Problem details -
Reproduce the listing below line for line, with no changes to any character.

* BEGIN Material *

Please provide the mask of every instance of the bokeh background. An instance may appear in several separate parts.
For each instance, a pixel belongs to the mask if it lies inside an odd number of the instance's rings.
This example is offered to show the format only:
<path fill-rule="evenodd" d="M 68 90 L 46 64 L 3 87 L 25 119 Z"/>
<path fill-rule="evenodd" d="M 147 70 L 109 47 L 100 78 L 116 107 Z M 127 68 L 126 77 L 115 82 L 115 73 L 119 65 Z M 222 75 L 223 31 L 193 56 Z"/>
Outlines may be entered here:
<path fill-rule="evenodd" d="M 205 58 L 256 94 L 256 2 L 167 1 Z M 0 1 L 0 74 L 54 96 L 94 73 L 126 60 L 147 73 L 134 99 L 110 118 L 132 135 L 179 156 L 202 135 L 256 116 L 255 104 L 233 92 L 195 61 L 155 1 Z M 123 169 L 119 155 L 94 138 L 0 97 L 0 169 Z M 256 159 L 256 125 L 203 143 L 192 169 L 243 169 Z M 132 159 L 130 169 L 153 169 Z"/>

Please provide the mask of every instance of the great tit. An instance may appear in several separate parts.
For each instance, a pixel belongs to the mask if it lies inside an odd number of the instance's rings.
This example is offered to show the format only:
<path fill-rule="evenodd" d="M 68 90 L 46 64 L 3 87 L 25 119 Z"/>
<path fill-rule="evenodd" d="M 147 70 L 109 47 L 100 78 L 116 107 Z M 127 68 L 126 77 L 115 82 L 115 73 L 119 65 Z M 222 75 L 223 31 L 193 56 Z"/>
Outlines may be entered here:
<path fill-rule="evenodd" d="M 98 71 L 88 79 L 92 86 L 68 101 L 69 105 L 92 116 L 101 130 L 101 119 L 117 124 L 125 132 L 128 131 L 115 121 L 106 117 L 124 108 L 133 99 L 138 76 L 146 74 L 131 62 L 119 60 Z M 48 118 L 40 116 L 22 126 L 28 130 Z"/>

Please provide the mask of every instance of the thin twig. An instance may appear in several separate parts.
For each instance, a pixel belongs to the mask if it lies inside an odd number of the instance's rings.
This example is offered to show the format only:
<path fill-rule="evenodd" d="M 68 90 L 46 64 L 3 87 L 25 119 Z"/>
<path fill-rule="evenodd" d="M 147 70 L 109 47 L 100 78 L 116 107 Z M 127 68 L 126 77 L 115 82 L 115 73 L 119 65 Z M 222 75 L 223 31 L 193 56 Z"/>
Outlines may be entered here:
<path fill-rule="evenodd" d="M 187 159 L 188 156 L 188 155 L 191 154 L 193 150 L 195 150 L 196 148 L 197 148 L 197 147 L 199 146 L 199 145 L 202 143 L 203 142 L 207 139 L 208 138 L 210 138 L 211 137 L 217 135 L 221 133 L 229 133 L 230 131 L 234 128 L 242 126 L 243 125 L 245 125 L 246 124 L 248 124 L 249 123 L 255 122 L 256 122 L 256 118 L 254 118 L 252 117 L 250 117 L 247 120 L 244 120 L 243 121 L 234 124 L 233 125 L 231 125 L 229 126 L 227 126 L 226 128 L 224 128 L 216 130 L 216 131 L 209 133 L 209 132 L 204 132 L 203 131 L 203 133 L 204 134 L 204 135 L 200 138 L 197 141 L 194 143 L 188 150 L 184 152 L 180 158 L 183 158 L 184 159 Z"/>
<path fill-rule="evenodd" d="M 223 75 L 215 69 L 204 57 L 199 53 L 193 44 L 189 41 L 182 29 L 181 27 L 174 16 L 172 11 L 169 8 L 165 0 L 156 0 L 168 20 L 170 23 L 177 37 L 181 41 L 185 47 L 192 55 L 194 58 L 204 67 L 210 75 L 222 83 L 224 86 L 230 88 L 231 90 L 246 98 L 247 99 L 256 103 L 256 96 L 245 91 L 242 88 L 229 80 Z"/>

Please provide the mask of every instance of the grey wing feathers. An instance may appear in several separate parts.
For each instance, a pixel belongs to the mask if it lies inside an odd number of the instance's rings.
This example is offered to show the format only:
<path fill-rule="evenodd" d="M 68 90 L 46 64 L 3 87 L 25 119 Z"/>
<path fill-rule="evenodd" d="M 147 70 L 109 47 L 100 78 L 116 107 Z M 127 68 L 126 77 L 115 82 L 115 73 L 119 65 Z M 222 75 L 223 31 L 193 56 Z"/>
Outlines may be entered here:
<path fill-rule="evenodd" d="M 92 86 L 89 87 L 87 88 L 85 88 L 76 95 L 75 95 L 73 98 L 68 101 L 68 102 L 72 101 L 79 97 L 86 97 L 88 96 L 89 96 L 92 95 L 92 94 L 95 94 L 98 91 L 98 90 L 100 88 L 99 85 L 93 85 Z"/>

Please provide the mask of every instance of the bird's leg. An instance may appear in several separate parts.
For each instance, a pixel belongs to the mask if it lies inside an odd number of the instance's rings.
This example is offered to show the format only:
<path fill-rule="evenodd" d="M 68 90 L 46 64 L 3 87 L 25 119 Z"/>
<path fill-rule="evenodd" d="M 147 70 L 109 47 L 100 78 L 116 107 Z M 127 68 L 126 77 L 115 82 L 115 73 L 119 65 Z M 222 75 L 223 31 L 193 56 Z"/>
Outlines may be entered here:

* END Material *

Reply to the exercise -
Please provide the mask of every instance of the bokeh background. An instance may appear in several separate parts.
For each instance, a pixel belongs to the mask if it lies inside an odd number of the instance's rings.
This example is offered to show the format only:
<path fill-rule="evenodd" d="M 68 90 L 46 64 L 3 87 L 25 119 Z"/>
<path fill-rule="evenodd" d="M 147 70 L 109 47 L 100 78 L 116 107 Z M 127 68 L 126 77 L 115 82 L 115 73 L 119 65 Z M 222 75 L 223 31 L 193 56 Z"/>
Outlines may be entered here:
<path fill-rule="evenodd" d="M 205 58 L 256 94 L 256 2 L 167 1 Z M 0 1 L 0 74 L 54 96 L 94 73 L 126 60 L 147 73 L 134 99 L 110 118 L 132 135 L 179 156 L 202 135 L 256 116 L 255 104 L 233 92 L 195 61 L 155 1 Z M 123 169 L 119 155 L 94 138 L 0 97 L 0 169 Z M 256 159 L 256 125 L 203 143 L 192 169 L 243 169 Z M 132 159 L 130 169 L 153 169 Z"/>

Please provide the mask of every instance of the great tit. An instance may appear in several separate parts.
For each instance, a pixel belongs to the mask if it lies inside an odd number of the instance's rings.
This example is offered to show the format only:
<path fill-rule="evenodd" d="M 68 90 L 46 64 L 3 87 L 25 119 Z"/>
<path fill-rule="evenodd" d="M 147 70 L 109 47 L 100 78 L 116 107 Z M 127 68 L 126 77 L 115 82 L 115 73 L 119 65 Z M 222 75 L 223 31 L 193 56 Z"/>
Outlines may be entered here:
<path fill-rule="evenodd" d="M 98 71 L 88 79 L 92 86 L 68 101 L 69 105 L 92 116 L 101 130 L 101 119 L 117 124 L 125 132 L 128 131 L 115 121 L 106 117 L 124 108 L 133 99 L 138 76 L 146 74 L 131 62 L 119 60 Z M 48 118 L 40 116 L 22 126 L 28 130 Z"/>

Please provide the mask of every instance of the thin twig. An instance may appear in several separate parts.
For each instance, a pixel belongs to the mask if it lies inside an odd number of the instance's rings.
This example is offered to show the format only:
<path fill-rule="evenodd" d="M 68 90 L 46 64 L 3 87 L 25 119 Z"/>
<path fill-rule="evenodd" d="M 147 70 L 109 47 L 100 78 L 116 107 Z M 127 68 L 126 77 L 115 82 L 115 73 L 119 65 Z M 222 75 L 223 31 L 193 56 Z"/>
Outlines may be entered here:
<path fill-rule="evenodd" d="M 187 159 L 188 156 L 188 155 L 191 154 L 193 150 L 195 150 L 196 148 L 197 148 L 197 147 L 199 146 L 199 145 L 202 143 L 203 142 L 207 139 L 208 138 L 210 138 L 211 137 L 217 135 L 221 133 L 229 133 L 230 131 L 234 128 L 242 126 L 243 125 L 245 125 L 246 124 L 248 124 L 249 123 L 255 122 L 256 122 L 256 118 L 254 118 L 252 117 L 250 117 L 247 120 L 244 120 L 243 121 L 234 124 L 233 125 L 231 125 L 229 126 L 227 126 L 226 128 L 224 128 L 216 130 L 216 131 L 209 133 L 209 132 L 204 132 L 203 131 L 203 133 L 204 134 L 204 135 L 200 138 L 197 141 L 194 143 L 188 150 L 184 152 L 180 158 L 183 158 L 184 159 Z"/>
<path fill-rule="evenodd" d="M 223 75 L 215 69 L 204 57 L 199 53 L 193 44 L 189 41 L 182 29 L 181 27 L 174 16 L 172 11 L 169 8 L 165 0 L 156 0 L 168 20 L 170 23 L 177 37 L 181 41 L 185 47 L 192 55 L 194 58 L 204 67 L 210 75 L 222 83 L 224 86 L 230 88 L 231 90 L 246 98 L 247 99 L 256 103 L 256 96 L 245 91 L 242 88 L 229 80 Z"/>

Please provide the mask of every instance of the grey wing feathers. An instance may appear in several separate parts.
For each instance, a pixel belongs to the mask if it lies inside an odd number of the instance's rings.
This example is offered to show the format only:
<path fill-rule="evenodd" d="M 68 90 L 46 64 L 3 87 L 25 119 Z"/>
<path fill-rule="evenodd" d="M 147 70 L 109 47 L 100 78 L 116 107 Z M 127 68 L 126 77 L 115 82 L 115 73 L 119 65 Z M 222 75 L 223 31 L 193 56 Z"/>
Outlines may be entered here:
<path fill-rule="evenodd" d="M 92 86 L 89 87 L 87 88 L 85 88 L 76 95 L 75 95 L 73 98 L 68 101 L 68 102 L 72 101 L 79 97 L 86 97 L 88 96 L 89 96 L 92 95 L 92 94 L 95 94 L 98 91 L 98 90 L 100 88 L 99 85 L 93 85 Z"/>

Please provide the mask of every instance of the bird's leg. An instance may appear in several separate parts.
For each instance, a pixel belongs to the mask if it lies inside an odd number of the instance's rings.
This example is offered to show the format only:
<path fill-rule="evenodd" d="M 68 90 L 46 64 L 3 87 L 25 119 Z"/>
<path fill-rule="evenodd" d="M 147 70 L 109 47 L 100 78 L 116 107 Z M 127 68 L 126 77 L 115 82 L 115 73 L 119 65 Z M 222 75 L 223 31 L 193 56 Z"/>
Outlines may be entered here:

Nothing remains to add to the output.